• [Objective]: List every line in the entries below that contains the string "dark", copying each such line in full. The match is case-sensitive.

• [Input material]:
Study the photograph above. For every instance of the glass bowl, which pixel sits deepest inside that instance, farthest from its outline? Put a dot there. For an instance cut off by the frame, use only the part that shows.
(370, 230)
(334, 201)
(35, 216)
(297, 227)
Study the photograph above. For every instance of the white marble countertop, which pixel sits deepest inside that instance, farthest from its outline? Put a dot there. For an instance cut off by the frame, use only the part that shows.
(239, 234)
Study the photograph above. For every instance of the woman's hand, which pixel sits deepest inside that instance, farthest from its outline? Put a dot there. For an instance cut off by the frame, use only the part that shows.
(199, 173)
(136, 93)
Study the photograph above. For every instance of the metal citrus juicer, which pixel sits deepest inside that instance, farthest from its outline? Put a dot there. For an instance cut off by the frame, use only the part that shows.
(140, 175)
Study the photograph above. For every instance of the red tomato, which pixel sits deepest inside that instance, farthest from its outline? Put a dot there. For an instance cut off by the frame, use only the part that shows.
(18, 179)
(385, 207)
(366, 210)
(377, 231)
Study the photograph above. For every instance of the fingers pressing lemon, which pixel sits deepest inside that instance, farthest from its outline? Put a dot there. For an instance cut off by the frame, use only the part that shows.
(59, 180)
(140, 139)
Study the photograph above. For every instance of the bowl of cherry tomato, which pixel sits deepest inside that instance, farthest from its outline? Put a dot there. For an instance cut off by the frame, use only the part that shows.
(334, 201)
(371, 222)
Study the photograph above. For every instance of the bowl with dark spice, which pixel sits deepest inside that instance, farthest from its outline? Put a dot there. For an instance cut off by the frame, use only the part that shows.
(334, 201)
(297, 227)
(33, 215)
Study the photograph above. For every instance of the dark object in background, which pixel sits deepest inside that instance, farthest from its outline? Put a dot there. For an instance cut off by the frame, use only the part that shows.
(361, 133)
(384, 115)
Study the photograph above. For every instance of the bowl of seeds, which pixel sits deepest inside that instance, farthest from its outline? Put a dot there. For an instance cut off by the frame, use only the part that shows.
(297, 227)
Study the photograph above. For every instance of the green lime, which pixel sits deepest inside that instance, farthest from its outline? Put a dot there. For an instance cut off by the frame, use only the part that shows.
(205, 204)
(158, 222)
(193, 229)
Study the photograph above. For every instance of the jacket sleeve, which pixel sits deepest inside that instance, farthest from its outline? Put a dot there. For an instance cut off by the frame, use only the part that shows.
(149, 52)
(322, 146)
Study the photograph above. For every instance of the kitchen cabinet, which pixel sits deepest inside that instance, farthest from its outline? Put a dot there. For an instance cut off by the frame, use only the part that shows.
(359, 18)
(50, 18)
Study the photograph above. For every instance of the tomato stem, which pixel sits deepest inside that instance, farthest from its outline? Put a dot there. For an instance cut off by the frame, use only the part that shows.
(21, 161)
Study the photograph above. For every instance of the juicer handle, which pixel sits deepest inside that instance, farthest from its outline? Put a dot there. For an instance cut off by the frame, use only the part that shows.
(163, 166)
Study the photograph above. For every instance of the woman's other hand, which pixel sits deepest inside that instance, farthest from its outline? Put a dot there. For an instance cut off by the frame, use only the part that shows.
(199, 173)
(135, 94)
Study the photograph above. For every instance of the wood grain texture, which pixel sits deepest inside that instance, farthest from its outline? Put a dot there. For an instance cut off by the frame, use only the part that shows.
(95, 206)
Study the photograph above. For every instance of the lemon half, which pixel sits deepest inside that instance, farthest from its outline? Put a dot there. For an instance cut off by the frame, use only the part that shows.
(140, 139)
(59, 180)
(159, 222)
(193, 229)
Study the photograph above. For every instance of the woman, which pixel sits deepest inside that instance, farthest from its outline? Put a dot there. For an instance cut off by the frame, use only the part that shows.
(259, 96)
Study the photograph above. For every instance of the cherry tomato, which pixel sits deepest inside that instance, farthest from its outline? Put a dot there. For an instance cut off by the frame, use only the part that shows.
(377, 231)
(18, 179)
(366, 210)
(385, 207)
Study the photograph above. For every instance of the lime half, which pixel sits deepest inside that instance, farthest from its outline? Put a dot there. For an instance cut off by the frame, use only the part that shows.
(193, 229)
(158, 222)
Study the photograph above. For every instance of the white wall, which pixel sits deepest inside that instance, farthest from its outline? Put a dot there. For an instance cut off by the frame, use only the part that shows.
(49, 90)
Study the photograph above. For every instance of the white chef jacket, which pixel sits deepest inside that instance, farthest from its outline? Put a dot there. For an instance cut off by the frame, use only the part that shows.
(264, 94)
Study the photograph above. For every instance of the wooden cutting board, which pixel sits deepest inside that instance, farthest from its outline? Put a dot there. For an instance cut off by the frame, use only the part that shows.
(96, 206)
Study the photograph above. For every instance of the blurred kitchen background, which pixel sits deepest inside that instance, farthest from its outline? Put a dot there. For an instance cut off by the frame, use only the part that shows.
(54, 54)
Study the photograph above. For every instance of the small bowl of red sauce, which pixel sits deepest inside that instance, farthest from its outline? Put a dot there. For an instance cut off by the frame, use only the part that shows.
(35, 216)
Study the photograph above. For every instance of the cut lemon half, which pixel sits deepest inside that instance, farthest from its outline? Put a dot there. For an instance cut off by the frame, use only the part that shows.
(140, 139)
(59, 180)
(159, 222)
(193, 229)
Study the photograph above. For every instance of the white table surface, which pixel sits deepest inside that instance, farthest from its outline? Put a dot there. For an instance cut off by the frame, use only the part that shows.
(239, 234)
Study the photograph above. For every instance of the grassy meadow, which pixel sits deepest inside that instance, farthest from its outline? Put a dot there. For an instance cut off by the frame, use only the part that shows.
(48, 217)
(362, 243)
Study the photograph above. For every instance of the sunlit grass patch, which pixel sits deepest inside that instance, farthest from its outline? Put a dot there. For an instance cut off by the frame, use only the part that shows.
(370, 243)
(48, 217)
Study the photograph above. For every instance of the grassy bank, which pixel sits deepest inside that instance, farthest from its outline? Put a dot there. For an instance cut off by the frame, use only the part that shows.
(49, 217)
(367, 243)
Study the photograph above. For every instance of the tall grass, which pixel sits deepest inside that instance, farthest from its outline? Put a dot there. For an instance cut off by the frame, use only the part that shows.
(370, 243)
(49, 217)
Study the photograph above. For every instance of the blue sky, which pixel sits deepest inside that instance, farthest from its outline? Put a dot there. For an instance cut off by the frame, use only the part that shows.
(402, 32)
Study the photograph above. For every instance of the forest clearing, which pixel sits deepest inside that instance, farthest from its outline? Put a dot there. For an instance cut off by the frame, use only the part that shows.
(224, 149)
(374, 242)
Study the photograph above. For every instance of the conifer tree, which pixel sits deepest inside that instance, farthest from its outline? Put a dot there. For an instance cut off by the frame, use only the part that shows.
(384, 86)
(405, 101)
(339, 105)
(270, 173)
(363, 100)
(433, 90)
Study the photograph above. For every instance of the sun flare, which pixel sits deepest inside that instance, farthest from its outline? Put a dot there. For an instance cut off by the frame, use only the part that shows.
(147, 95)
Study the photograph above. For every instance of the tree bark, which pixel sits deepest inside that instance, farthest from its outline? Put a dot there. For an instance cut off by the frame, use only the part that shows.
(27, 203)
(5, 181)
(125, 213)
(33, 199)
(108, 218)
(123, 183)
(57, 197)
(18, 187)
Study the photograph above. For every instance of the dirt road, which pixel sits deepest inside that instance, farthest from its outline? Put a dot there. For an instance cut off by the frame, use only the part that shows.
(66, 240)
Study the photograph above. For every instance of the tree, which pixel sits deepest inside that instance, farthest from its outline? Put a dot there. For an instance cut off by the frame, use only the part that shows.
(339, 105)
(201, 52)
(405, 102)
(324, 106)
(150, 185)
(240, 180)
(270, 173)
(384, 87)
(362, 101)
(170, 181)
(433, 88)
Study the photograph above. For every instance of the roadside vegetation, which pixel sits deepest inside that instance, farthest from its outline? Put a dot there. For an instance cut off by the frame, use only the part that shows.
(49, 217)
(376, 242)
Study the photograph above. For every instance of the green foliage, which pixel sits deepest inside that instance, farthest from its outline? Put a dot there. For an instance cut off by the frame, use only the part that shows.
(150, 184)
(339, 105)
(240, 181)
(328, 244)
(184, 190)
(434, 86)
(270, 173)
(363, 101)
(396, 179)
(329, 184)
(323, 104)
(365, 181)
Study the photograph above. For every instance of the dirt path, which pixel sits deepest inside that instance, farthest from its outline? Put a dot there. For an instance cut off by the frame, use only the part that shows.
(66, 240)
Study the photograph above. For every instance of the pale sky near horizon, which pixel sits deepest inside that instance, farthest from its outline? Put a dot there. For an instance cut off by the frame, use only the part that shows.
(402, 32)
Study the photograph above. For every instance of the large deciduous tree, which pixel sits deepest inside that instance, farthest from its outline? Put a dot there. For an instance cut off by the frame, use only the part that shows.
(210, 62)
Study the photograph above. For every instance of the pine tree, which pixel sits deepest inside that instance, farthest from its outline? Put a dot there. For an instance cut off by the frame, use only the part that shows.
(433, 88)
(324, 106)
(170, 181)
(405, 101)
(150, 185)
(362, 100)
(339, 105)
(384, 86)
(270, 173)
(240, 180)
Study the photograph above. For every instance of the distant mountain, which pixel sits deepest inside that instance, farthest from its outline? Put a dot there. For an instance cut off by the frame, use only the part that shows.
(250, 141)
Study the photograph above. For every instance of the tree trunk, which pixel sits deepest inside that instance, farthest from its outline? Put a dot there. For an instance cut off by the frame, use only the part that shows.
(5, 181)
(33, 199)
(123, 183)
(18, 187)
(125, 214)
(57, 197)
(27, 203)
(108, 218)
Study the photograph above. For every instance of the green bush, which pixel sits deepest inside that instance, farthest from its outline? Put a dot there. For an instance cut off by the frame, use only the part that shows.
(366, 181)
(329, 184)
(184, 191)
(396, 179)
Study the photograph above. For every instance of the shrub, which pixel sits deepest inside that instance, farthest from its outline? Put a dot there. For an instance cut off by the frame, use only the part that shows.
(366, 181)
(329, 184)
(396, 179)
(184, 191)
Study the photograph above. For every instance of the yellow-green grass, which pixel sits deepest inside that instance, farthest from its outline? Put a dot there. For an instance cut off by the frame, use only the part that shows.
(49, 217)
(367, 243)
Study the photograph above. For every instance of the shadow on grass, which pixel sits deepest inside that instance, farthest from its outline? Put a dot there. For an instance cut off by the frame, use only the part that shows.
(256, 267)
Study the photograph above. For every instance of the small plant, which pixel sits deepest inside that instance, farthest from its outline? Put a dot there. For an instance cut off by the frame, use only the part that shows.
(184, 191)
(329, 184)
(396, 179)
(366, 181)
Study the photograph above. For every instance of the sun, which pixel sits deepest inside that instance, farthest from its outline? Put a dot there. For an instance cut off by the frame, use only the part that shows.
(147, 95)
...
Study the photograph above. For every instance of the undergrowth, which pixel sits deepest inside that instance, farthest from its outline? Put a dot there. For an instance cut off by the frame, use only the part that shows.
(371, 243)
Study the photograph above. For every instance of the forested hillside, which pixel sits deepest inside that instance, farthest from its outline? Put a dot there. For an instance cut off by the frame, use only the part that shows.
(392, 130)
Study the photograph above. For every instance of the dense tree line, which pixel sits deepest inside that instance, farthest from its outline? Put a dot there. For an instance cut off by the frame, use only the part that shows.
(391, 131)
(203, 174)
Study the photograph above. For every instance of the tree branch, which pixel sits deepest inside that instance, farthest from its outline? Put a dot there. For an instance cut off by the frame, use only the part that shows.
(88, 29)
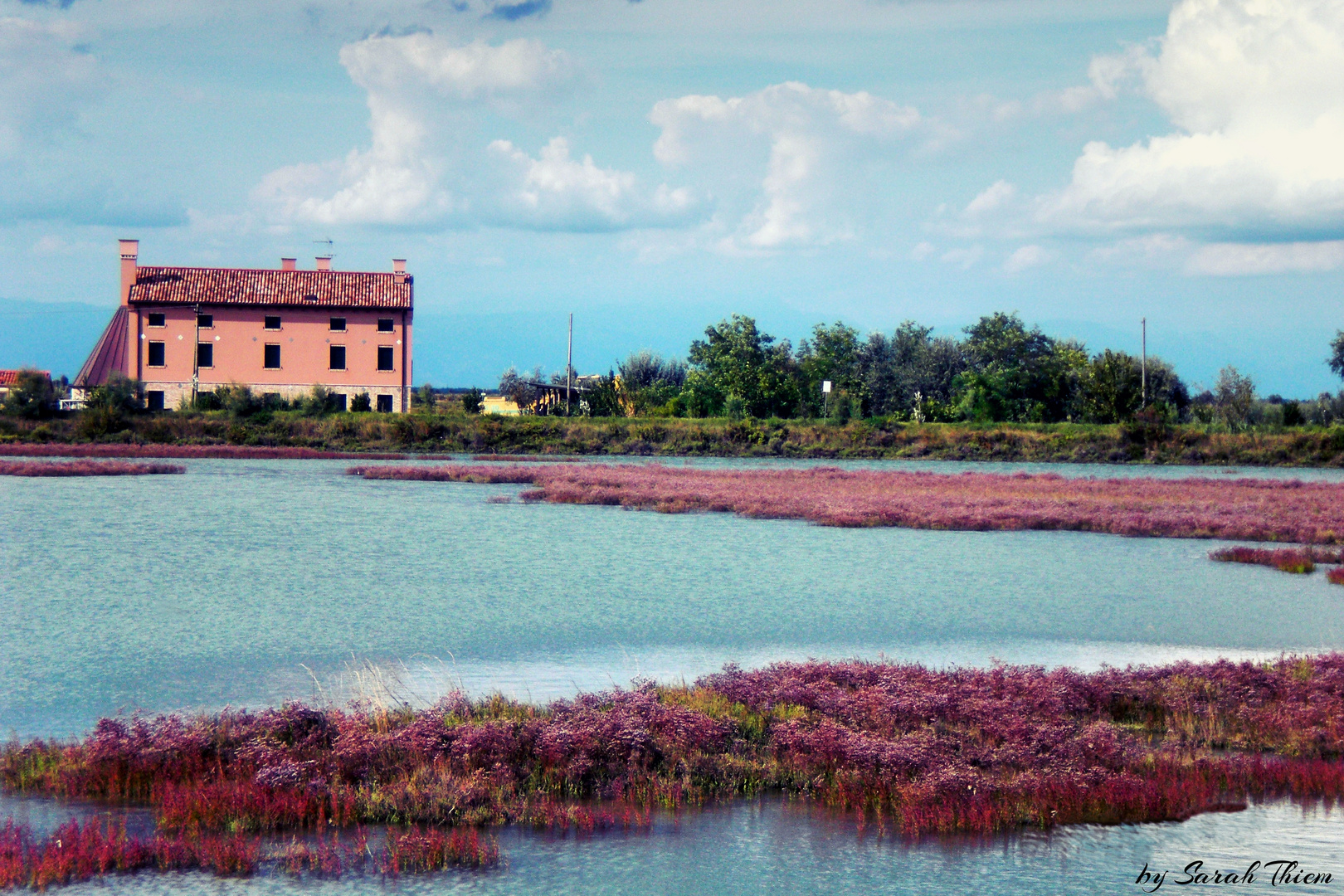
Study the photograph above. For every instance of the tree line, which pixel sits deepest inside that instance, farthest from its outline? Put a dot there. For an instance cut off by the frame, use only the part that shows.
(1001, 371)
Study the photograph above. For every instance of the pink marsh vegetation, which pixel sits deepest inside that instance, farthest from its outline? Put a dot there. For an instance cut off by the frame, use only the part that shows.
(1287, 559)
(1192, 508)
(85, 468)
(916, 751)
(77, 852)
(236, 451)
---
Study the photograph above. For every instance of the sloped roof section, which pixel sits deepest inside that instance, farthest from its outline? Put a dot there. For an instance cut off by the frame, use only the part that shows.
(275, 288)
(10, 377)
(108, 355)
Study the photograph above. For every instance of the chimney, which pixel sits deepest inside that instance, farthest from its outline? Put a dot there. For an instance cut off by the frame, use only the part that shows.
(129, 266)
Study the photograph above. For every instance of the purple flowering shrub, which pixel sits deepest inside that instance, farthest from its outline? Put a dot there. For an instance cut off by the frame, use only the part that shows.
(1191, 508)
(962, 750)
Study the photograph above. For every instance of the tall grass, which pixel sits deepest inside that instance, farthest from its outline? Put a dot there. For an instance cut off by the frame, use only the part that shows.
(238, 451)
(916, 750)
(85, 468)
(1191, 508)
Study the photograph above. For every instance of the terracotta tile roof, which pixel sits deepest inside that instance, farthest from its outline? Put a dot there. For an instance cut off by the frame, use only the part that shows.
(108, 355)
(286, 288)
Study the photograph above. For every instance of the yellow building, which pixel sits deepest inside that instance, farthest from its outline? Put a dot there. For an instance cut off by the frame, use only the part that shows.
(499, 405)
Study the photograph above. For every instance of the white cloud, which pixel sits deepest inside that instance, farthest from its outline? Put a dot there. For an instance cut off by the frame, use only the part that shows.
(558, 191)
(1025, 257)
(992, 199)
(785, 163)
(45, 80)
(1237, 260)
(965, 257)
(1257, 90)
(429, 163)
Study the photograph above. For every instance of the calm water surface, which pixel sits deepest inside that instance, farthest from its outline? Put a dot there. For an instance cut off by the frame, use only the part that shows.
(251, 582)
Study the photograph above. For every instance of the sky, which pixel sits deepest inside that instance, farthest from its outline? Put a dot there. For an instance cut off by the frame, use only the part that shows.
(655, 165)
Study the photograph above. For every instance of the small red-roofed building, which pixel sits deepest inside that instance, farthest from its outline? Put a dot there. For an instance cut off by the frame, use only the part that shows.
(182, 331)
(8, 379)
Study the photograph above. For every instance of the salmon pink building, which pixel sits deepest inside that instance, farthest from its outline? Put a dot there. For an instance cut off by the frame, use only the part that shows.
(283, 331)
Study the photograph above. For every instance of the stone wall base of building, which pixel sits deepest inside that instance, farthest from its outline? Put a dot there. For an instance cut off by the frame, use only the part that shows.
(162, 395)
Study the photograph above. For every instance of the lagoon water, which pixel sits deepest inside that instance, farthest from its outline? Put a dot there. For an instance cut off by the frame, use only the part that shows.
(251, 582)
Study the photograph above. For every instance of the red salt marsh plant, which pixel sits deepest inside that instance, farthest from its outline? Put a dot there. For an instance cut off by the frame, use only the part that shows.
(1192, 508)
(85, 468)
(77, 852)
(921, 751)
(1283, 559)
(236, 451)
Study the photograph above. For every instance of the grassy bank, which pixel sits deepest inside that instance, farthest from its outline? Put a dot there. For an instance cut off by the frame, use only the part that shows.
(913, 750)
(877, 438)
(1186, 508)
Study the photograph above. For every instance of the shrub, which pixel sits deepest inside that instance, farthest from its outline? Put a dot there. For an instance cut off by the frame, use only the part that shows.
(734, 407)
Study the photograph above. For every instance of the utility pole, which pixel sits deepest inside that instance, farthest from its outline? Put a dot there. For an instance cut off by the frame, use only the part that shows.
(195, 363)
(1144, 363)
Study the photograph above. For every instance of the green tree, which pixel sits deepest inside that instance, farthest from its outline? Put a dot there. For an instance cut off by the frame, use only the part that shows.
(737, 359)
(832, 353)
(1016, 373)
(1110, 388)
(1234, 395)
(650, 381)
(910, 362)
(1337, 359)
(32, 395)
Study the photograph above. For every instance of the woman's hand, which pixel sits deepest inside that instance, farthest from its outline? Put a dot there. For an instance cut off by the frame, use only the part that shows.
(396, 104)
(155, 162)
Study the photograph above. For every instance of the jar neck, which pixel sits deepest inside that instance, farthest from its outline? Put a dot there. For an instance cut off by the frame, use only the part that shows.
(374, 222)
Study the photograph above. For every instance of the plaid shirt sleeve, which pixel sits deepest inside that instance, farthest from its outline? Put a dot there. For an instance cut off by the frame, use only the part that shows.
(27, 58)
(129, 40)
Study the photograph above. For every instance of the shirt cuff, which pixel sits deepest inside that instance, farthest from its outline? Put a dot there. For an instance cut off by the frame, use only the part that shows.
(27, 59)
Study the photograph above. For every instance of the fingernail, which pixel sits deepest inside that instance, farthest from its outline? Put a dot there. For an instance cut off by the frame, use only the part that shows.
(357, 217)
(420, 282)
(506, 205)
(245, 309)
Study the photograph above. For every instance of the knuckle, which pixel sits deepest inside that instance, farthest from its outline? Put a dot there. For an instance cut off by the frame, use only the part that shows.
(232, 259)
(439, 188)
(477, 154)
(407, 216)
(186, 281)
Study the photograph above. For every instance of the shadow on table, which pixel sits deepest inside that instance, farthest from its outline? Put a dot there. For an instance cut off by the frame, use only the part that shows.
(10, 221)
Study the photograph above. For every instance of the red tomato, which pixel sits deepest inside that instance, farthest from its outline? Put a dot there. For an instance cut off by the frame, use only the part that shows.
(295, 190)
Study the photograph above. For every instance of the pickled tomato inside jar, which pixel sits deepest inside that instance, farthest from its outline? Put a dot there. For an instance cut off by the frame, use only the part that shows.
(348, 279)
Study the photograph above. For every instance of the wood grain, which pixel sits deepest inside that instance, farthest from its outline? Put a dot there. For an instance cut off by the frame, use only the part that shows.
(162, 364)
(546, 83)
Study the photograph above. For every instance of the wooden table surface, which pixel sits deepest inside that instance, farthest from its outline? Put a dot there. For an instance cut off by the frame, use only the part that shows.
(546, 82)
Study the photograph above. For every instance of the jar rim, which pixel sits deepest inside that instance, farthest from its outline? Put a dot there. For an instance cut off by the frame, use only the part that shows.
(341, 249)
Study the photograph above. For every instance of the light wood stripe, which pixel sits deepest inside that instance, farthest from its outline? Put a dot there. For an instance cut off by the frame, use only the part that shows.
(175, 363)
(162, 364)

• [Solved exercise]:
Study the photograph above. For every instance of the bowl with dark spice, which pixel sits deepest inside that instance, farthest from its outline? Put a dot there. For an instance cut off by the frame, use only the part that shows.
Study the photograph above. For every instance of the dark object in background, which pixel sits deepest inside that instance, farthest from its outline? Put a dot there. For an instance cut off by the frame, use only the part that shows.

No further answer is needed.